RECORD EXTRACTS:
==================================================

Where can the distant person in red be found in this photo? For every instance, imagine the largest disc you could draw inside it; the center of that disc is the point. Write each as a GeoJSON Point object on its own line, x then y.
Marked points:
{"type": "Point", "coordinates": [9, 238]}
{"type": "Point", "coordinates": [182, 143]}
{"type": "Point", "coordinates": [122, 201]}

==================================================

WHAT TO WORK ON: Rewrite all of these rows, requests included, with 4 added to each coordinate number in the marked points and everything else left unchanged.

EXPECTED ANSWER:
Where can the distant person in red be found in this photo? For every instance, imagine the largest disc you could draw inside it; the center of that disc is the point. Write each as a GeoJSON Point object on its own line, x then y.
Marked points:
{"type": "Point", "coordinates": [13, 242]}
{"type": "Point", "coordinates": [186, 147]}
{"type": "Point", "coordinates": [126, 205]}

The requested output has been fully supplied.